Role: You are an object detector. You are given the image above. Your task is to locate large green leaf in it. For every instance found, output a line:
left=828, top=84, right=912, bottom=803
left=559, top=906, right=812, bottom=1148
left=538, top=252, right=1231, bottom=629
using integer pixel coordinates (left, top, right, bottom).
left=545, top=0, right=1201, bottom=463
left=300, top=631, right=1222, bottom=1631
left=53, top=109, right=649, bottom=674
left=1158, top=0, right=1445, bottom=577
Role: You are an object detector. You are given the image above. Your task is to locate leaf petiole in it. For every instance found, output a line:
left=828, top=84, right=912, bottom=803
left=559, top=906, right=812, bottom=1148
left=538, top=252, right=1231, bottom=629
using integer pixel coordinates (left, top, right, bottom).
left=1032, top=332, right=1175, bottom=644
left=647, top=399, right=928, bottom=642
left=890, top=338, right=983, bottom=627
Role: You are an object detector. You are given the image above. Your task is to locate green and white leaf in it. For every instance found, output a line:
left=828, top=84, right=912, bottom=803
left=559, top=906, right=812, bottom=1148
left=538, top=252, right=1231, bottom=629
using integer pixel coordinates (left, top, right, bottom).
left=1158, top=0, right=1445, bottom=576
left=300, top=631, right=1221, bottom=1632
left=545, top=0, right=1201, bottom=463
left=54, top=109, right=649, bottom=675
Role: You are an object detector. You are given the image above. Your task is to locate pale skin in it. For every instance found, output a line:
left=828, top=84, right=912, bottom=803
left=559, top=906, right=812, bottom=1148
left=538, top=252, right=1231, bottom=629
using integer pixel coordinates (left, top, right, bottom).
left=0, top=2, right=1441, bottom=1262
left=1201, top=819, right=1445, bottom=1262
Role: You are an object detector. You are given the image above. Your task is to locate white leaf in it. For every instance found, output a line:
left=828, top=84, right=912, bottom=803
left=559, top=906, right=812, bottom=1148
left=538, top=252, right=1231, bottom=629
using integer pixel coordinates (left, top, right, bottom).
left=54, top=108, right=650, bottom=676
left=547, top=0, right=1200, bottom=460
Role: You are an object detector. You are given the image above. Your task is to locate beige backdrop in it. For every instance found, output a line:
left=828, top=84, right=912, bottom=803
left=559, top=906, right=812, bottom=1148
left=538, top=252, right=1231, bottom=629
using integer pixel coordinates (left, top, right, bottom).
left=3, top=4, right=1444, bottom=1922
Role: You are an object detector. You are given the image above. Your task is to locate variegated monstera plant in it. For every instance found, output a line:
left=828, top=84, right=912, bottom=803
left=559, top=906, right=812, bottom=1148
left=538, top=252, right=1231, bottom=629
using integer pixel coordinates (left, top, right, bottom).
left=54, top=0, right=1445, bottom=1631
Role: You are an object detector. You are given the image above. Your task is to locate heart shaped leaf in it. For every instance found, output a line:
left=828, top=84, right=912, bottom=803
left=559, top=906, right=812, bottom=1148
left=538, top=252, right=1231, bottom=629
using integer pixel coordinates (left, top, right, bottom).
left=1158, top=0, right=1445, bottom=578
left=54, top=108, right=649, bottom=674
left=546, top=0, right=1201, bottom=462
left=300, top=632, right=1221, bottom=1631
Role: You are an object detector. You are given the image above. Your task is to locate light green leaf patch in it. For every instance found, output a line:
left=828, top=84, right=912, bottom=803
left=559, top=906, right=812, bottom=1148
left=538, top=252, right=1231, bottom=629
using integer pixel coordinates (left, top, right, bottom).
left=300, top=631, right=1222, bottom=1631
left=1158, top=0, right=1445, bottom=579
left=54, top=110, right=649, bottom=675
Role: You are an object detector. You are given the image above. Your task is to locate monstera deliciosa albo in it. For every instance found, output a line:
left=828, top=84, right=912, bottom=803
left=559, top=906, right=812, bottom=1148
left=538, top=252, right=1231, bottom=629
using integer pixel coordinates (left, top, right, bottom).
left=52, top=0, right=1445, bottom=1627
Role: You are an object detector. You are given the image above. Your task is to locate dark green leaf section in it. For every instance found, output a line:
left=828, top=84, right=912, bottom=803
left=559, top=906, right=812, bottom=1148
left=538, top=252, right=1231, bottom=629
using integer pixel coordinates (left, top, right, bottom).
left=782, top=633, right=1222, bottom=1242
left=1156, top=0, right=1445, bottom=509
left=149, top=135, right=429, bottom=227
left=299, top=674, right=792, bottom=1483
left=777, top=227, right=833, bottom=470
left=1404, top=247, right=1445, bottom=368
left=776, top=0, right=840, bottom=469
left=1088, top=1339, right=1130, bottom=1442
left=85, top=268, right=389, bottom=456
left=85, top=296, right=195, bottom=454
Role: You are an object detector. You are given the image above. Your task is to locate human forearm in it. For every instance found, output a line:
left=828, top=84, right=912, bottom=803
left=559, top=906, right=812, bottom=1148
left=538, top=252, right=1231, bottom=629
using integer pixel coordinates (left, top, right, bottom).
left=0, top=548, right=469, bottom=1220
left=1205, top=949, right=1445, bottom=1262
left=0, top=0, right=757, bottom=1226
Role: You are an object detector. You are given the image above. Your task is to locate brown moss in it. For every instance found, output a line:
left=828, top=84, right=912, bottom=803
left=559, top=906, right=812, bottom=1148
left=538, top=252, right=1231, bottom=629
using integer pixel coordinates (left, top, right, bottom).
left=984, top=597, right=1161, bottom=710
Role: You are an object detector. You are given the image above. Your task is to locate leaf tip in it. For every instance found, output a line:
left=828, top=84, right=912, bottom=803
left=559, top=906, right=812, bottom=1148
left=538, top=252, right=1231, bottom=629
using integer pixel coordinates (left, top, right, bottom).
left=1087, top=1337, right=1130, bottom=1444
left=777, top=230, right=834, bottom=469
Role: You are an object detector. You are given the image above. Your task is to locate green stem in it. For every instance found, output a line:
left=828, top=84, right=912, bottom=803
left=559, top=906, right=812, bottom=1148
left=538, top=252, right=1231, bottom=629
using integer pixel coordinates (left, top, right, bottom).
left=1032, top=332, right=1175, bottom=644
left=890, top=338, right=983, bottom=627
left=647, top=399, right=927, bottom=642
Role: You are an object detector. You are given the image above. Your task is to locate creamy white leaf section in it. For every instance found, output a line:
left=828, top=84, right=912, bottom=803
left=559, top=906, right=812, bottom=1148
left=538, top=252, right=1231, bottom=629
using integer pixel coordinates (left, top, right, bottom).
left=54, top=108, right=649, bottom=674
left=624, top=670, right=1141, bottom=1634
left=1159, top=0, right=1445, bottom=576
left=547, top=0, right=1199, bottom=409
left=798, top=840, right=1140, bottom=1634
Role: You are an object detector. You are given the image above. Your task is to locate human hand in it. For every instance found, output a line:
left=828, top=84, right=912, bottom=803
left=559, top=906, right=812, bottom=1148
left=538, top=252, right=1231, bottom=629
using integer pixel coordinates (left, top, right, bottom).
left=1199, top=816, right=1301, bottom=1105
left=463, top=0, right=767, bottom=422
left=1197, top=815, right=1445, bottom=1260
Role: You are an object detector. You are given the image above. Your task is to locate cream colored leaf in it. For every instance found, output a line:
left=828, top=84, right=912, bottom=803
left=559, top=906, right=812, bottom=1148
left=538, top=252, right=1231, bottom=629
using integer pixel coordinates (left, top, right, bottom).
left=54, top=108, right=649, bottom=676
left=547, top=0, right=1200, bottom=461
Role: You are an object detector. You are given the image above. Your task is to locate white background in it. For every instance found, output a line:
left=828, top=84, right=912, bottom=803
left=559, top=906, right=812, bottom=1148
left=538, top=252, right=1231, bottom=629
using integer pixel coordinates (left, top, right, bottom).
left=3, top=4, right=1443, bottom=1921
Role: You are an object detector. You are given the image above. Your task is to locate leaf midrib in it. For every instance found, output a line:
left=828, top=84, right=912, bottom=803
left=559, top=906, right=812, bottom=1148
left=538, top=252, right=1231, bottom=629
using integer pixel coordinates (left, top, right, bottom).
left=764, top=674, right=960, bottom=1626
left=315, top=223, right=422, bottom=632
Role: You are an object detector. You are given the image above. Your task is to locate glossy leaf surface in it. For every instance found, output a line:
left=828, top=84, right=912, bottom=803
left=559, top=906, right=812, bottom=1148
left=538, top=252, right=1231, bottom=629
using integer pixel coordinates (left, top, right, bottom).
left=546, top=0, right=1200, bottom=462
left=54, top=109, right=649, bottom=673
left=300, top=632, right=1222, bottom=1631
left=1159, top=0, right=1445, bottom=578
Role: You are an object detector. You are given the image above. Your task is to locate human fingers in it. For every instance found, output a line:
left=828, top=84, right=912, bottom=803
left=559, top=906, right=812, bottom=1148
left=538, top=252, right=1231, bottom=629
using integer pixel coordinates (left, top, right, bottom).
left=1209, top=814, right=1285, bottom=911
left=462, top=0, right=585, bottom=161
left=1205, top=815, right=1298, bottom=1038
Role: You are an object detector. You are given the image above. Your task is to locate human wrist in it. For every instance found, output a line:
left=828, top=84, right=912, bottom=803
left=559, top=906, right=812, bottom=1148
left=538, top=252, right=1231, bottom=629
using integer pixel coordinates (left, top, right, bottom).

-.-.-

WORK ORDER:
Write the number of lines above that contain the string "section", and nothing besides.

TASK RESPONSE:
2